[Stored dataset items]
++++++++++
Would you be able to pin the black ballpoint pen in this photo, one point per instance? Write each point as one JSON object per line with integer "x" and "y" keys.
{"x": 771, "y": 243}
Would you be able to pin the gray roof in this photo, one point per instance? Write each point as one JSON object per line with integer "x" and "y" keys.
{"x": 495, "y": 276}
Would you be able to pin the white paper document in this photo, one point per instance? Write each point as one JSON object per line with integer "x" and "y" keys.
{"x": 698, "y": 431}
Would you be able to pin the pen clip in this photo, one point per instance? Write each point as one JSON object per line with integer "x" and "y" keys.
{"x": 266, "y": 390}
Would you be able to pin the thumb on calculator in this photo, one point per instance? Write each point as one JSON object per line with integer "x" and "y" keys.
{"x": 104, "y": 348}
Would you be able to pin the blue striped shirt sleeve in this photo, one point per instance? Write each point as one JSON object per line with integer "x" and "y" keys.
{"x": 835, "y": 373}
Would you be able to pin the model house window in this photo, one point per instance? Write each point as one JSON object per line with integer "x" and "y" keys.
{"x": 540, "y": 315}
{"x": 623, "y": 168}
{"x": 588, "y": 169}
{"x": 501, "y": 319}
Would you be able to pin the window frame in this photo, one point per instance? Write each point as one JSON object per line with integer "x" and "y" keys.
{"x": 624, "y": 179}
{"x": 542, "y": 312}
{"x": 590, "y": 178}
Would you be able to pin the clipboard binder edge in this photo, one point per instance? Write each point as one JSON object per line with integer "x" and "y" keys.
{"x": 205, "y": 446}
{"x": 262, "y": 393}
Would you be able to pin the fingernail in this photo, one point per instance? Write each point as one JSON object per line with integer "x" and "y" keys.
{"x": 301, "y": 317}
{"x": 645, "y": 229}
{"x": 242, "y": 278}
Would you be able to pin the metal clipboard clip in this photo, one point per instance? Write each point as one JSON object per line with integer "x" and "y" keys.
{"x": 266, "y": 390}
++++++++++
What to work on:
Reproduce the data above in full. Leave nothing out.

Answer to the problem:
Would you be able to pin the black ballpoint pen in this photo, one point per instance? Write each point as one JSON object per line with integer "x" and "y" keys.
{"x": 771, "y": 243}
Would you be able to pin the gray roof in this photo, one point per instance? Write each point as one JSON object per line with integer "x" and "y" keys.
{"x": 495, "y": 276}
Would you be able to pin the white paper document in this photo, one point per instance? Write each point as one JSON object per line with integer "x" and "y" keys.
{"x": 698, "y": 431}
Would you be able to pin the pen clip in this photo, one point per instance? Write each point as one JSON object per line with integer "x" and "y" keys.
{"x": 266, "y": 390}
Would you be able to pin the thumb on calculator in this photo, one point per instance? Write each point as one JSON object per line with integer "x" and "y" keys.
{"x": 104, "y": 348}
Would you be able to pin the blue striped shirt sleeve in this photo, one point per instance? Write each point as one JSON object per line with integer "x" and "y" keys.
{"x": 835, "y": 373}
Would you be able to pin the model house window in this photo, one point per instance? Write each point as one JSON object per line with integer "x" and "y" keys.
{"x": 540, "y": 315}
{"x": 623, "y": 168}
{"x": 588, "y": 169}
{"x": 501, "y": 319}
Would you be able to pin the window frame in this photo, one point per instance? Write each point as one JSON object per line with integer "x" and "y" keys.
{"x": 624, "y": 179}
{"x": 542, "y": 312}
{"x": 590, "y": 178}
Would you be able to pin the clipboard binder edge in this photo, one point per instance? Write each point as one JSON object per line with integer "x" and "y" keys.
{"x": 205, "y": 446}
{"x": 262, "y": 393}
Would you be able to pin the fingernail in this photo, one point per instance? Write each point as one JSON object per line with integer "x" and "y" keys.
{"x": 301, "y": 317}
{"x": 645, "y": 229}
{"x": 242, "y": 278}
Would you be able to pin the metal clipboard clip in this photo, one point per instance? Write each point as one JSON object per line with integer "x" and "y" keys.
{"x": 266, "y": 390}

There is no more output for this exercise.